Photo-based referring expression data
★ ★ ★ ★ ★ ★ ★

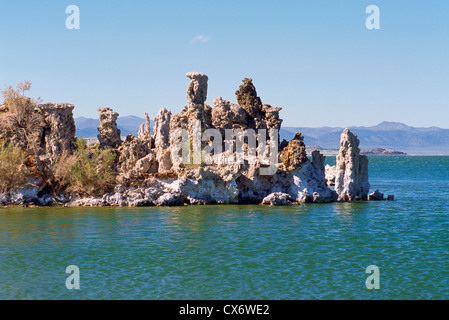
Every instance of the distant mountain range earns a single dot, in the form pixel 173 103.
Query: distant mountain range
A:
pixel 388 135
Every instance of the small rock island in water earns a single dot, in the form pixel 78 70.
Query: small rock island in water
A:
pixel 226 154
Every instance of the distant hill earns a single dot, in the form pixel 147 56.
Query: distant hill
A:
pixel 87 127
pixel 386 135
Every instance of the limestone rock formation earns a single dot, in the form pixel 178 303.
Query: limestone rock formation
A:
pixel 197 89
pixel 150 172
pixel 351 179
pixel 162 140
pixel 109 136
pixel 277 199
pixel 57 133
pixel 330 174
pixel 295 153
pixel 145 130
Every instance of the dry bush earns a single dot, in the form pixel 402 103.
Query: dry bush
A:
pixel 19 122
pixel 88 171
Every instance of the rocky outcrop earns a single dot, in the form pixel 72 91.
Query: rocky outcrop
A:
pixel 57 133
pixel 330 174
pixel 295 153
pixel 109 136
pixel 277 199
pixel 151 171
pixel 351 179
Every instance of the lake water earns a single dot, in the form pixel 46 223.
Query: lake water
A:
pixel 313 251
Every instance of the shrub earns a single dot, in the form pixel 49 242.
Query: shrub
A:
pixel 91 170
pixel 19 121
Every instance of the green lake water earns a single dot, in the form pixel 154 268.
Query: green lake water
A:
pixel 313 251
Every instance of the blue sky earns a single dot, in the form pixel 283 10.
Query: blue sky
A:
pixel 315 58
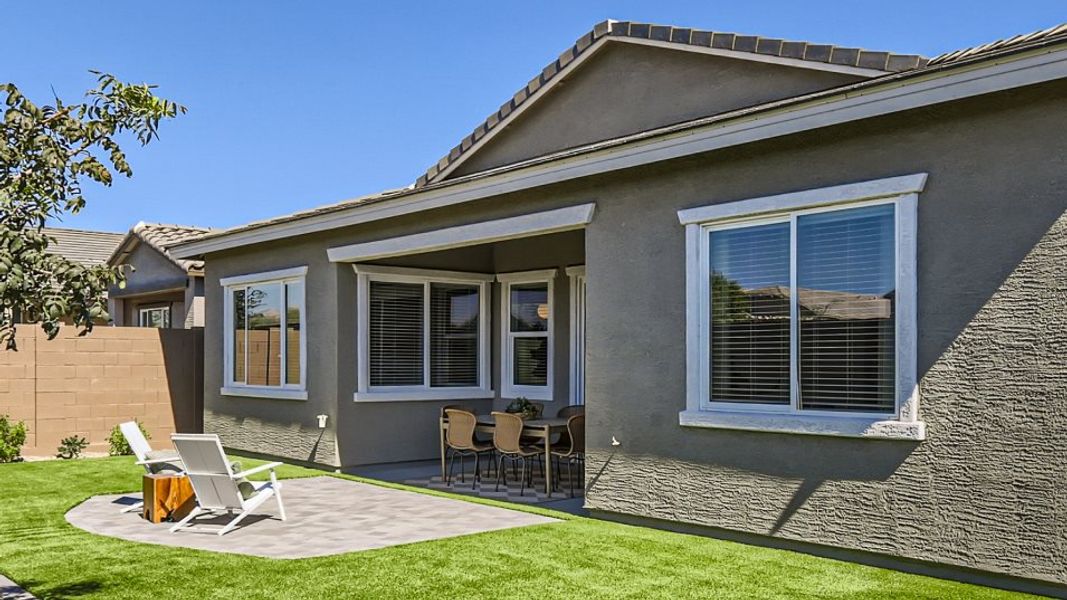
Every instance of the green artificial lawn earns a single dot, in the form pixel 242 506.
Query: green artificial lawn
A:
pixel 574 558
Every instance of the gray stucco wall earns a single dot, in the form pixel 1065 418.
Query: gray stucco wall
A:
pixel 625 88
pixel 984 491
pixel 363 432
pixel 153 281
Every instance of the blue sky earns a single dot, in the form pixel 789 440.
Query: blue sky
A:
pixel 297 105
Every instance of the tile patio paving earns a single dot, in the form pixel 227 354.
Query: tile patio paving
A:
pixel 325 516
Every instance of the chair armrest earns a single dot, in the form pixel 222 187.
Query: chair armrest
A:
pixel 158 460
pixel 268 467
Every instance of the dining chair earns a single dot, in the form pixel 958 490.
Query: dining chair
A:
pixel 507 440
pixel 573 452
pixel 460 441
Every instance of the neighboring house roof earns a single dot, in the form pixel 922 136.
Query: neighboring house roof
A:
pixel 863 62
pixel 83 247
pixel 160 237
pixel 987 53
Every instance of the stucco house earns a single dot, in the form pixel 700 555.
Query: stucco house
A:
pixel 161 290
pixel 816 295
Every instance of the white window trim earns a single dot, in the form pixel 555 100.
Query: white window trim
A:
pixel 142 311
pixel 577 354
pixel 289 391
pixel 367 393
pixel 509 391
pixel 701 411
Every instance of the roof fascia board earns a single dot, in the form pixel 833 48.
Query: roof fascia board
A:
pixel 486 232
pixel 1021 69
pixel 753 57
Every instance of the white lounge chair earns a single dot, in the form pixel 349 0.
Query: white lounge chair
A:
pixel 154 461
pixel 216 485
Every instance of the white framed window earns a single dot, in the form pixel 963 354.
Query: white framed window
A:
pixel 423 334
pixel 266 334
pixel 801 312
pixel 155 316
pixel 526 334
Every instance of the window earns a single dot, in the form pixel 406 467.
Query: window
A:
pixel 527 314
pixel 423 334
pixel 806 314
pixel 266 337
pixel 155 316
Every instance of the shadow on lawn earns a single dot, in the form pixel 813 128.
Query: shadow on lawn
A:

★ ★ ★ ★ ★ ★ ★

(What this task involves): Only the lines from the one with "Every instance of the shadow" through the last line above should be restated, word for word.

(Exercise answer):
Every instance of the shadow on lawn earns a single dot, in the form pixel 813 128.
Query: shadow on lawn
A:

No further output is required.